__Task__: Would you please output only the lines from the one containing "Query: woman's right hand" through the end of the entries below, exactly as written?

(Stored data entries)
**********

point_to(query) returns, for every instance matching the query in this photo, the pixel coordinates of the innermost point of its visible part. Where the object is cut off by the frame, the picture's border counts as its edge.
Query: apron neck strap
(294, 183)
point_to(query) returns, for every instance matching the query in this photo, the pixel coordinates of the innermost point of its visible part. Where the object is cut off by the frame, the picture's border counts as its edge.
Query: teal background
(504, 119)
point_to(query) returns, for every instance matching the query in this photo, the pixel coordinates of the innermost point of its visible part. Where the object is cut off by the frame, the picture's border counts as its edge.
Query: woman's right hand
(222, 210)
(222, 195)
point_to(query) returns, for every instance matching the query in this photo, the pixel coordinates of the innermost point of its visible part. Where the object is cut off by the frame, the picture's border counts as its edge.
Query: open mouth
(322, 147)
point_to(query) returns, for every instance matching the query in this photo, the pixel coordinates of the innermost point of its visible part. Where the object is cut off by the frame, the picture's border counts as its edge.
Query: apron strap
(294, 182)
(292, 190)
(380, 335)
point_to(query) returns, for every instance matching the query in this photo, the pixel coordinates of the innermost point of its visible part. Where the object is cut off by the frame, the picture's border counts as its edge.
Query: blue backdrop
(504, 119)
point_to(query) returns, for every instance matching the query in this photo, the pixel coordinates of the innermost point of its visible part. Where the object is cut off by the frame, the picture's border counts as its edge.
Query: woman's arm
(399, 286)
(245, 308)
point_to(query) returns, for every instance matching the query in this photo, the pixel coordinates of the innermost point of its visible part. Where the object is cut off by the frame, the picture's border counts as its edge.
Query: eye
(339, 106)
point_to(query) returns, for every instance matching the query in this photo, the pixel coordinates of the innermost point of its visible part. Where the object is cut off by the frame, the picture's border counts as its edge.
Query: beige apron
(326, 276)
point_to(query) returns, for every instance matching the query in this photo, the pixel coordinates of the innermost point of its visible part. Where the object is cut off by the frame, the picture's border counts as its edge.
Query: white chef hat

**********

__Answer to this problem__:
Query: woman's right hand
(222, 210)
(222, 195)
point_to(query) returns, for every instance matching the query in this photo, the pixel coordinates of the innermost point of its visible part. Where the object is cut off by the frame, the picture's border counts as its edge.
Query: open mouth
(322, 147)
point_to(query) returns, for every instance matching the query in this photo, the pixel coordinates of the innermost point of its visible part. Where the object is cut off by the frame, the picture's border counts as its edge.
Query: apron strap
(294, 182)
(292, 190)
(380, 335)
point_to(query) returns, for every instance matching the query in this photo, the pixel coordinates of the innermost point of its visible part. Where the object is cut off by the frame, the picture's border counts as its edge.
Query: blue backdrop
(504, 119)
point_to(query) returns, for every instance matching the query in this photo, the pixel coordinates of the innermost point of its visible part. Where the object is cut off by the frame, the picture's border counts as its edge.
Query: woman's arm
(399, 286)
(245, 308)
point_to(query) returns, for every instance matching the query in this photo, the pixel coordinates of the innermost point of its visible part. Where the object is cut off by the frame, the picture's border counts as its edge.
Query: eye
(339, 106)
point_to(query) returns, for every instance matching the query in this photo, the pixel coordinates of the innermost point of its visible part. Where the object is cut off by the frame, the picture's border counts as its edge.
Query: beige apron
(326, 276)
point_to(query) returns, for every instance matching the query in this photo, the pixel coordinates of the innermost point of its visible part. Where the object is cut off by the frame, the picture's border counts as its edge.
Query: white chef hat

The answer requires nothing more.